[Dataset rows]
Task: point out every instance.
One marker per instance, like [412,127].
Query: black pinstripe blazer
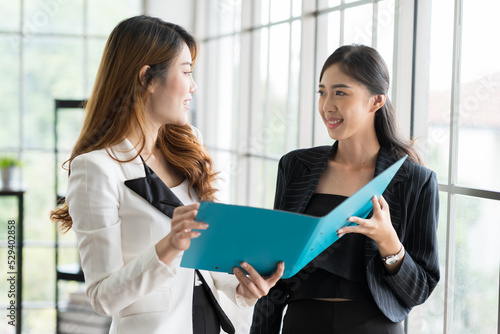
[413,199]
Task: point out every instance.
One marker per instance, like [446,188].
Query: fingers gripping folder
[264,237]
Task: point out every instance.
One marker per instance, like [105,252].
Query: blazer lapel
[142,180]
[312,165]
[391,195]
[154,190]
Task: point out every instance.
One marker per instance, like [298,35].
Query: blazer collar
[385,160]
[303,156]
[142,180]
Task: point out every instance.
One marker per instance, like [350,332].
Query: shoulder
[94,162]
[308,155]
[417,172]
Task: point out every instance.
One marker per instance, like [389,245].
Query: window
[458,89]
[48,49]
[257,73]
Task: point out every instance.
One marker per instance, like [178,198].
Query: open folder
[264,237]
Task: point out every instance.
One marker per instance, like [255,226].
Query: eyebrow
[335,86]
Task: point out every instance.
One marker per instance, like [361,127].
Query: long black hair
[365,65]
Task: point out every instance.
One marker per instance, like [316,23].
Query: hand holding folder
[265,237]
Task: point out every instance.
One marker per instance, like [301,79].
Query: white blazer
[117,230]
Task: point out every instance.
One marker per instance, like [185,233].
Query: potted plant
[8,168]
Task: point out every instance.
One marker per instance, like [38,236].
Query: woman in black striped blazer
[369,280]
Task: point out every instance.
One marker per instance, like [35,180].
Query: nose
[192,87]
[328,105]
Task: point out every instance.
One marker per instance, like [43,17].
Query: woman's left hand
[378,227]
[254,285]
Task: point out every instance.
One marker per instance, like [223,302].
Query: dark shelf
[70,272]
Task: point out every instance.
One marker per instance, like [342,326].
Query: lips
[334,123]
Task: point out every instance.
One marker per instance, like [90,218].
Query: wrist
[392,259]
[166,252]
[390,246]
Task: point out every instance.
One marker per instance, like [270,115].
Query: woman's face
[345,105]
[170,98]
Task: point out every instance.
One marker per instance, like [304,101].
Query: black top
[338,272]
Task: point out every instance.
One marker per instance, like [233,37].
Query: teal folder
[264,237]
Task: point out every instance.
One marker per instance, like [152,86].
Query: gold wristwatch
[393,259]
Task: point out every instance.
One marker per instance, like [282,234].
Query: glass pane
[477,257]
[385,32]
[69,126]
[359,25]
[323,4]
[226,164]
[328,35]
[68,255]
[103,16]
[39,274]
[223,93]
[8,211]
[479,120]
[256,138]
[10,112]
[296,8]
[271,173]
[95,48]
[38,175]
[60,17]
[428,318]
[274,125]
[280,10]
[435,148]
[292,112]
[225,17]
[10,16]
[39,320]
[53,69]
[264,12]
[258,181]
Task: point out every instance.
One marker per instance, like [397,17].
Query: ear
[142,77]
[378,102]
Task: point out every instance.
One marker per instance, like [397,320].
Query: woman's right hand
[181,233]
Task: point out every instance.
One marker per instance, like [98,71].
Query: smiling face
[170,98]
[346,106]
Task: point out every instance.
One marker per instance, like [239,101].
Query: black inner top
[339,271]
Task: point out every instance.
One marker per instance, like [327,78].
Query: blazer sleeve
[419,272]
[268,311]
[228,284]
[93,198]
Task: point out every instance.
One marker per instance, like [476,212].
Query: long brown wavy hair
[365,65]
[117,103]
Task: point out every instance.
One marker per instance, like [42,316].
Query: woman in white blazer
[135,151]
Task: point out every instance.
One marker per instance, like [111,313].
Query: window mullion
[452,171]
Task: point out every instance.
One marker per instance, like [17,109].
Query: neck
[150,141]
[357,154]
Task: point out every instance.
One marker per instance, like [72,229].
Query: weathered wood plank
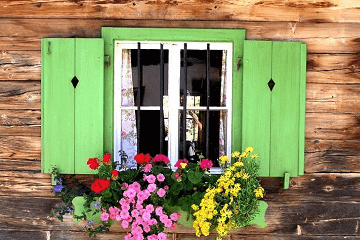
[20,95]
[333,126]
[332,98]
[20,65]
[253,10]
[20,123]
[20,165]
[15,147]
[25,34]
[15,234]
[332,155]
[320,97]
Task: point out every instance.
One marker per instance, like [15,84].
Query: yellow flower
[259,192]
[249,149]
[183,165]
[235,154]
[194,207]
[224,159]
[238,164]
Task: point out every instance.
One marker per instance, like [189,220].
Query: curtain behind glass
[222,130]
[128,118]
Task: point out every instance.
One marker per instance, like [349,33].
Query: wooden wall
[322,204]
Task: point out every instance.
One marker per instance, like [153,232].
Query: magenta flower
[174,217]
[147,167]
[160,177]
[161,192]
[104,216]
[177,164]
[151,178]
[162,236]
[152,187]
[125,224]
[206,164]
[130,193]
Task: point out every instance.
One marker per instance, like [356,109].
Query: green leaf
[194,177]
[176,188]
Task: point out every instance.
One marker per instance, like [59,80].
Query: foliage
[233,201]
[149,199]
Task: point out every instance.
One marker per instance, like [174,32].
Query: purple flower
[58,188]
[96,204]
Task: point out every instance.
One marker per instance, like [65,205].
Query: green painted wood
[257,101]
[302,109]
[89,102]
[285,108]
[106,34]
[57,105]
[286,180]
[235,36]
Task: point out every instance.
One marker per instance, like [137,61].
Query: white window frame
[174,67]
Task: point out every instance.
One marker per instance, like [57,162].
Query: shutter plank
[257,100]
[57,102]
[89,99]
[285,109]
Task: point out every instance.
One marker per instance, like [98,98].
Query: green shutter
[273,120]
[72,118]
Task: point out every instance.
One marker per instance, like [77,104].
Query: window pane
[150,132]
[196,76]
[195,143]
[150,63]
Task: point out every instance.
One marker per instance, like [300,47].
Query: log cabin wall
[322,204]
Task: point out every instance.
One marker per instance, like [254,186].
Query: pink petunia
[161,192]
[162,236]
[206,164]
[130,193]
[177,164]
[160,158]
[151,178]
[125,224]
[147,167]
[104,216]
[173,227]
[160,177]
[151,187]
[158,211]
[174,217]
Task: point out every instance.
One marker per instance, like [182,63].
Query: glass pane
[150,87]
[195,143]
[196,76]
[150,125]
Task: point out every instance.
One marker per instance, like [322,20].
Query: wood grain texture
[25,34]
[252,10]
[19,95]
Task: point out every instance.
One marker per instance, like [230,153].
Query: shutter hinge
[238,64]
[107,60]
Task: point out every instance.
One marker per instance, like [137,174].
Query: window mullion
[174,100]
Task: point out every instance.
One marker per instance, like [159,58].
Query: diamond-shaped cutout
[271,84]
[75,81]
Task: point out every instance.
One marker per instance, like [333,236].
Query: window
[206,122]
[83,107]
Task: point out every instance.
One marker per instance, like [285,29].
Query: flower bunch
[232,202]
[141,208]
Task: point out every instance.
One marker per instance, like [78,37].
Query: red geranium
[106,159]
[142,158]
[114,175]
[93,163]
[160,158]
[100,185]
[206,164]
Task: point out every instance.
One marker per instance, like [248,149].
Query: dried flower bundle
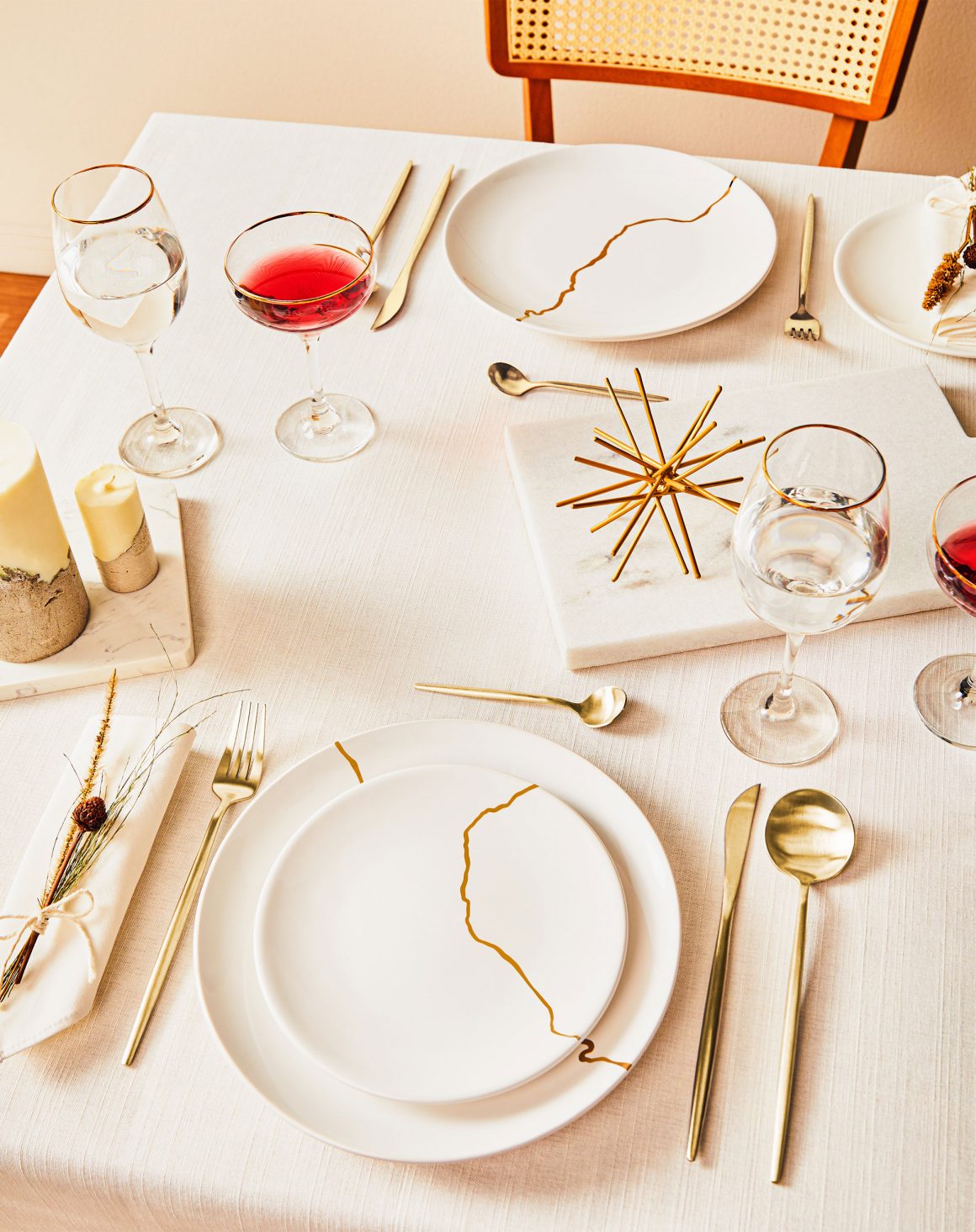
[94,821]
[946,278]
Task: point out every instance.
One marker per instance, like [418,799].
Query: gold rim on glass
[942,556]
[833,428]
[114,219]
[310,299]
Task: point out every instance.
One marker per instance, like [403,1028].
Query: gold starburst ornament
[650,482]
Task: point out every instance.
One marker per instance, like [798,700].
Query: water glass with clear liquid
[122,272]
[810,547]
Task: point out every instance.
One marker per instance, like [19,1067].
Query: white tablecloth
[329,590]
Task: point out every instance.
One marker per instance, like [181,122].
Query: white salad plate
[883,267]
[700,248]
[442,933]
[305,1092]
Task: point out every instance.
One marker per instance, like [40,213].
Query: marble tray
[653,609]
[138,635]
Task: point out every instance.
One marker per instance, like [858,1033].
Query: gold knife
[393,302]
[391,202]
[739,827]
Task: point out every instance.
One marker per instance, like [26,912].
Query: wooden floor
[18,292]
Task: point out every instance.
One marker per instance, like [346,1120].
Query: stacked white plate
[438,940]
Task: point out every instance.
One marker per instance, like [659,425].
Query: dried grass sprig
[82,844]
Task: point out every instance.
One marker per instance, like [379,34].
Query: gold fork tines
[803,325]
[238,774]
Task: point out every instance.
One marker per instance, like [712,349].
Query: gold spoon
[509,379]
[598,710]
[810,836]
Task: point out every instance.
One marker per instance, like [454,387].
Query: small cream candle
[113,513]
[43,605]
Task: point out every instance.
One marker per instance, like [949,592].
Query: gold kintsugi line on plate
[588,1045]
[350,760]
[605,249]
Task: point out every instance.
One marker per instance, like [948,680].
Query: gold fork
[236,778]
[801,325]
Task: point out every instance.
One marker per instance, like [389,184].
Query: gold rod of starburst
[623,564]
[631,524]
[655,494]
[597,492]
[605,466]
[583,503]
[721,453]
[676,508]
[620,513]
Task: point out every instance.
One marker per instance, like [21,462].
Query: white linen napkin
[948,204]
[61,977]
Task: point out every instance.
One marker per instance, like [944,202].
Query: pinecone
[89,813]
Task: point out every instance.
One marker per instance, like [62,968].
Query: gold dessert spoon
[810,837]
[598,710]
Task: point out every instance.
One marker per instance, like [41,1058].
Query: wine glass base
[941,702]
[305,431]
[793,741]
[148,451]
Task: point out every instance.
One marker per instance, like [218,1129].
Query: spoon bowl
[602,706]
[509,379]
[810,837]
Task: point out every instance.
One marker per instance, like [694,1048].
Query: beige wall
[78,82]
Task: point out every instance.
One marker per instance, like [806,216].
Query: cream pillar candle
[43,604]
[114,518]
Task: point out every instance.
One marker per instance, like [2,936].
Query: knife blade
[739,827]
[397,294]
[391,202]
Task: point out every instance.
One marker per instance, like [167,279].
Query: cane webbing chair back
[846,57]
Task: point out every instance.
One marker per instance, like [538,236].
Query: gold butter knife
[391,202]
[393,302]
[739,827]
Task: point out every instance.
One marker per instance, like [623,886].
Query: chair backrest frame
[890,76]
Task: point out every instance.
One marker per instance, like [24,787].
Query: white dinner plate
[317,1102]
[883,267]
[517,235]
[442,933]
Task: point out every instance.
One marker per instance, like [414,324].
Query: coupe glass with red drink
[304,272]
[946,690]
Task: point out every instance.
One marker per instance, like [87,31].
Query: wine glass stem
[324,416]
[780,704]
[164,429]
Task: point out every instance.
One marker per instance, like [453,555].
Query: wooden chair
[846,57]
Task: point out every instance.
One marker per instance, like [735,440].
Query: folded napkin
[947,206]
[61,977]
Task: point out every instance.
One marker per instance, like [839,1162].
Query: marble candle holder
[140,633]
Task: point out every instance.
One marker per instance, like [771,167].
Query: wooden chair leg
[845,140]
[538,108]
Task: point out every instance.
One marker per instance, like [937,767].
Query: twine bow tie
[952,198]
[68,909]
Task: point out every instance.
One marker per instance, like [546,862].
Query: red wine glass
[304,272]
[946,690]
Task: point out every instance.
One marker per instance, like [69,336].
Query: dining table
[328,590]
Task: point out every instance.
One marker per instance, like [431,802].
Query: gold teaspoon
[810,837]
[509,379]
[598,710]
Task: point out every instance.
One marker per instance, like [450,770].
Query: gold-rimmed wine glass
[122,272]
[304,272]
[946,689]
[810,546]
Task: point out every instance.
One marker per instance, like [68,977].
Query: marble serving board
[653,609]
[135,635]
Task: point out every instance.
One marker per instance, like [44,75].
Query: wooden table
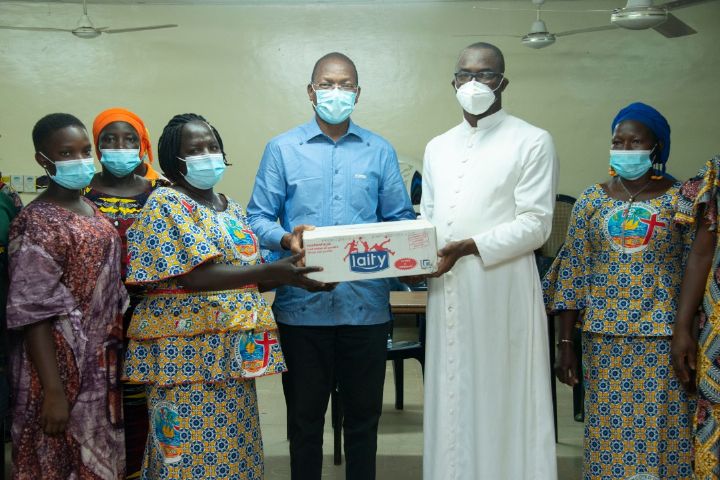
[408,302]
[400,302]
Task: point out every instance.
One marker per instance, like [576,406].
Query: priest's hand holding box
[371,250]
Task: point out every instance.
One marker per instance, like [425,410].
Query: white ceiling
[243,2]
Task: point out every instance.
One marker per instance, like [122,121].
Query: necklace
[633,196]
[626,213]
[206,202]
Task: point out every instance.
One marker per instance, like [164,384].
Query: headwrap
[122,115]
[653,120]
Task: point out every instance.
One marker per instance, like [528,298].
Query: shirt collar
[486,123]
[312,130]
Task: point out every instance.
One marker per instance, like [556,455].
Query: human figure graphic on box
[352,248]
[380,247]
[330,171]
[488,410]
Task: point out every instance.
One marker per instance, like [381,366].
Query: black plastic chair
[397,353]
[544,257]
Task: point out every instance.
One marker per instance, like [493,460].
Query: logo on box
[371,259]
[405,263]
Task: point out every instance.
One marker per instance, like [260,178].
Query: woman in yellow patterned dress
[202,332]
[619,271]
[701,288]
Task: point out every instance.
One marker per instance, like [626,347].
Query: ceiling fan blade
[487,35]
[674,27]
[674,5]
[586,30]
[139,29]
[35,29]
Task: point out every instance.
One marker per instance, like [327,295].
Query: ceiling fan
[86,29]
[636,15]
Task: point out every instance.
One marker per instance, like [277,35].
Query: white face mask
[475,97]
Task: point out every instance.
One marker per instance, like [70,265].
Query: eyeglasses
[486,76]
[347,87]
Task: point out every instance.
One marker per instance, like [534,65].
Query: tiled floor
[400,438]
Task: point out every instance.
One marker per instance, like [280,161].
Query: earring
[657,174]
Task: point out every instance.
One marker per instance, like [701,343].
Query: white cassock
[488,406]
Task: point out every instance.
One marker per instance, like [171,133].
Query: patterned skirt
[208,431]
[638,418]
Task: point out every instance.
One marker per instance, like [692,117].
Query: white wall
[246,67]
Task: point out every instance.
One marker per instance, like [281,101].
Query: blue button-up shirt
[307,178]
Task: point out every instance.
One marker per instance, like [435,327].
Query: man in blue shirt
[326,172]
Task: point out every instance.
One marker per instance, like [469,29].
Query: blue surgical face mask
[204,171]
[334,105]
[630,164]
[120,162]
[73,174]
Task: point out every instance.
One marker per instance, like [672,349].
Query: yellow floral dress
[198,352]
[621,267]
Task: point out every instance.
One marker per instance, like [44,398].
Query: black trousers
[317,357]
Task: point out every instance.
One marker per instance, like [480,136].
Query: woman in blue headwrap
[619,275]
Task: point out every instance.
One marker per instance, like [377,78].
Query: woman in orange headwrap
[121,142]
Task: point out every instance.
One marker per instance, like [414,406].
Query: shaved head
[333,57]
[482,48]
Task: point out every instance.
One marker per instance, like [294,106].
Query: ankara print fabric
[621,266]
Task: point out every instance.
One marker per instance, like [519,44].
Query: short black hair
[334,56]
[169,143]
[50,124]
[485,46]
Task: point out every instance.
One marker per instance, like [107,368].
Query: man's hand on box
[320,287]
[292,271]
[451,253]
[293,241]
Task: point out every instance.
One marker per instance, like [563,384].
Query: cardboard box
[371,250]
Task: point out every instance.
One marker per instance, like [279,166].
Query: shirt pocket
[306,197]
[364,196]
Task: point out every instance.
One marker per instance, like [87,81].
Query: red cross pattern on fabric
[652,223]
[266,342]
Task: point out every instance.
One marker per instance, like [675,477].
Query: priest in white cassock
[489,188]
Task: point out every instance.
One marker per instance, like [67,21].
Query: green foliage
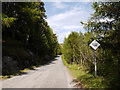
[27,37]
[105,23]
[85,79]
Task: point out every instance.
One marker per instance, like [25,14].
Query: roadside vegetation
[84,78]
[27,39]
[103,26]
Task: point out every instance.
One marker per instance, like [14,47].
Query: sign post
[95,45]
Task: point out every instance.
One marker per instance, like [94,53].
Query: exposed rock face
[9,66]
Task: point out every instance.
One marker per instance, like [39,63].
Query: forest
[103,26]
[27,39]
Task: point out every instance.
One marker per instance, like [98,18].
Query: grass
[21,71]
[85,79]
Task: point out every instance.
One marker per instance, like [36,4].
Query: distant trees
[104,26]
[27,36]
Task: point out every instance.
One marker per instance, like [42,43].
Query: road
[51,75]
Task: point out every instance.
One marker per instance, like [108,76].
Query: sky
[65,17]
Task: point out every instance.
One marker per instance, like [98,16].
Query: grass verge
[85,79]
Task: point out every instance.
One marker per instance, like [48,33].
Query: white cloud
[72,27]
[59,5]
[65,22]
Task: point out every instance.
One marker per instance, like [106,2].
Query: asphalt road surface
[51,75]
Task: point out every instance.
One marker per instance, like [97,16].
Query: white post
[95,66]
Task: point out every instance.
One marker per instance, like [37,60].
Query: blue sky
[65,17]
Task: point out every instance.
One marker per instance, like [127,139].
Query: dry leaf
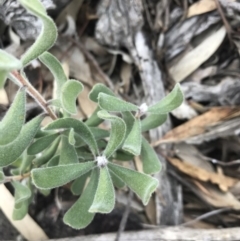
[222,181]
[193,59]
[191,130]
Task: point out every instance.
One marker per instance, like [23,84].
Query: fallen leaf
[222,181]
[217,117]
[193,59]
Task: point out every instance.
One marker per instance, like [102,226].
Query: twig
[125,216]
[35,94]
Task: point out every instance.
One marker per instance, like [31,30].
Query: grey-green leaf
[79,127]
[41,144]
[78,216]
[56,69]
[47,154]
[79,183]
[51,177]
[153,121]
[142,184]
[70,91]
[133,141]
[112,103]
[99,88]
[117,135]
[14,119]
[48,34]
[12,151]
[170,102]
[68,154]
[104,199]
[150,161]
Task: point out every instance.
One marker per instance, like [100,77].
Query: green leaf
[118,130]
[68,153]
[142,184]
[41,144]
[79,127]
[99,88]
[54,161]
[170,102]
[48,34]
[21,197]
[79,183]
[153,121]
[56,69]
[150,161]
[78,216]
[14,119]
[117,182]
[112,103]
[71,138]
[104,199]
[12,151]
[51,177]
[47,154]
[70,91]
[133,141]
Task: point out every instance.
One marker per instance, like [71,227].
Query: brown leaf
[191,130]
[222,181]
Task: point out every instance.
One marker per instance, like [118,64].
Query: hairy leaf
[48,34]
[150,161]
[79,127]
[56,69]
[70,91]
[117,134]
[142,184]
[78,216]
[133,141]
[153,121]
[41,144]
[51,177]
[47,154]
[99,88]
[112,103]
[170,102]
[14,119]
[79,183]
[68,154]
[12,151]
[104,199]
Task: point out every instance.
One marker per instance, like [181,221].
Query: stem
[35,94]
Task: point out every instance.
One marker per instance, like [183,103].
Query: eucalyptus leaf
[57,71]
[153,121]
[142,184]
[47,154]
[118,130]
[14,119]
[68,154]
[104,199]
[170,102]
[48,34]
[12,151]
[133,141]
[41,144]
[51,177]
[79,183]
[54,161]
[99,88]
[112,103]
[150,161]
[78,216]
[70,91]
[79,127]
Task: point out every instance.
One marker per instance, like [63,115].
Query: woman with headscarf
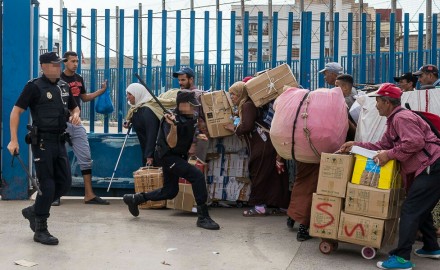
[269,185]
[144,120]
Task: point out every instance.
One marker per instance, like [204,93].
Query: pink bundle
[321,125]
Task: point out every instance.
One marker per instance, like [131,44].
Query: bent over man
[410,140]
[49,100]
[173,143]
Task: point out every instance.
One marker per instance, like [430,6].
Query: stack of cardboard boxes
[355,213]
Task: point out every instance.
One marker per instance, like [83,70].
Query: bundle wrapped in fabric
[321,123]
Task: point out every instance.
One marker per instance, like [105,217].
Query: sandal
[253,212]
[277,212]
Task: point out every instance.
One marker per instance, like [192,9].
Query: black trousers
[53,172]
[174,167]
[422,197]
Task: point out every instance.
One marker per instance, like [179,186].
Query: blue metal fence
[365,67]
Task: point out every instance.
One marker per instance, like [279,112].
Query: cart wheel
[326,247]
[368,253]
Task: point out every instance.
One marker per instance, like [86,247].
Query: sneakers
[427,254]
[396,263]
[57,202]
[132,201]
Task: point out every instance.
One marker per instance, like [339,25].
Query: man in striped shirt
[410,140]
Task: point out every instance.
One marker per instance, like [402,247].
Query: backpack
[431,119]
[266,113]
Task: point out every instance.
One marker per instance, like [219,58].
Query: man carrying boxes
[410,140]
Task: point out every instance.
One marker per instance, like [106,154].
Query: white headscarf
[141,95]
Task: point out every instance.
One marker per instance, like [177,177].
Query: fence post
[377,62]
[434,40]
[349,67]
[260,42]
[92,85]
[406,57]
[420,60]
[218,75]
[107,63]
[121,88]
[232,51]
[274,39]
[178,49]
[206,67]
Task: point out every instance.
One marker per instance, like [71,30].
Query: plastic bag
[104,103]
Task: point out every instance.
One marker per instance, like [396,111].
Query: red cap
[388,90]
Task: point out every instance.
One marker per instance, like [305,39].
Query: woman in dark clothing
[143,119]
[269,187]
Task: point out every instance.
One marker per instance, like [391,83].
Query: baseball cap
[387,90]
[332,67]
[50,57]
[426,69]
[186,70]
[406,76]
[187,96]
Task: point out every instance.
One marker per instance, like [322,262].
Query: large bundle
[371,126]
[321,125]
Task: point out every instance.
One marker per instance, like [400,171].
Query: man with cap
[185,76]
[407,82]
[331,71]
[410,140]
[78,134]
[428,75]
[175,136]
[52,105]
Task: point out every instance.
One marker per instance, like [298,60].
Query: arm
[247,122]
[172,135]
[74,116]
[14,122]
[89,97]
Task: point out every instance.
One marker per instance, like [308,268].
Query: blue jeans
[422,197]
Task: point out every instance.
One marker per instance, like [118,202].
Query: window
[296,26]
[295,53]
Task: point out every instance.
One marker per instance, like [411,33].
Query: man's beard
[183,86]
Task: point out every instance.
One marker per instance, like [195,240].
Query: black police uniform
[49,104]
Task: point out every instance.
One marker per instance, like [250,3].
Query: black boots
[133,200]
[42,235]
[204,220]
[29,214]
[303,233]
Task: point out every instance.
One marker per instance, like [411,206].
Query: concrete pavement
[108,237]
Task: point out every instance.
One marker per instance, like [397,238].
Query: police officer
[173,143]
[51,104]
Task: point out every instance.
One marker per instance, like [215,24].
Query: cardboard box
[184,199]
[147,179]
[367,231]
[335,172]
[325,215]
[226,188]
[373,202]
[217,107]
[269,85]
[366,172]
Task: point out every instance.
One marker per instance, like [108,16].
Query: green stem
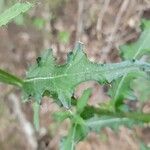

▶ **Instructions for the task**: Return each line from the entries above that contains the string "long".

▶ **Task response**:
Query: long black hair
Query: long brown wavy hair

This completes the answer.